Written task — Turn the data below into a numbered list with one line per item, leaving out the blank lines.

Entries from an annotation dataset —
*****
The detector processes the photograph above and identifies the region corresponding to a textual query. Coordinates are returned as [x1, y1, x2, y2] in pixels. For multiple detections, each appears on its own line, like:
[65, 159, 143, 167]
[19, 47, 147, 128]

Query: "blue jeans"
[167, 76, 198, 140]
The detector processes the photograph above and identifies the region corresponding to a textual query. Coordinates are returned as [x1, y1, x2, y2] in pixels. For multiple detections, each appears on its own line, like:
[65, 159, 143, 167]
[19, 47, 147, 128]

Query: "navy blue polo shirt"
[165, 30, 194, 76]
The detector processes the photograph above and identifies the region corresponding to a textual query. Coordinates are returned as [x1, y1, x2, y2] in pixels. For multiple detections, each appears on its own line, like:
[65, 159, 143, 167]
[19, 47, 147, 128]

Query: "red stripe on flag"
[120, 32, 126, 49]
*****
Exercise solution —
1. The detector processes the photograph above and identifies the region corresponding to a textual query. Coordinates are returned as [x1, y1, x2, y2] in pixels. For multiple detections, each appears on its own line, like:
2. [65, 159, 143, 167]
3. [19, 47, 147, 128]
4. Query: "blue jeans"
5. [167, 76, 198, 140]
6. The detector processes the photograph above and identifies the region corresponding to a textual query. Coordinates are returned as [x1, y1, x2, y2] in pixels. For multiple detections, each appears on its own line, like:
7. [65, 159, 143, 167]
8. [19, 47, 147, 128]
9. Query: "navy blue polo shirt"
10. [165, 30, 194, 76]
11. The detector processes the photograph above and identifies the region corresponding to a textual query. Coordinates are returned as [x1, y1, x2, y2] in pixels. For multiple detections, each appears on its own line, like:
12. [65, 159, 143, 167]
13. [19, 47, 147, 128]
14. Query: "red stripe on flag"
15. [120, 32, 126, 49]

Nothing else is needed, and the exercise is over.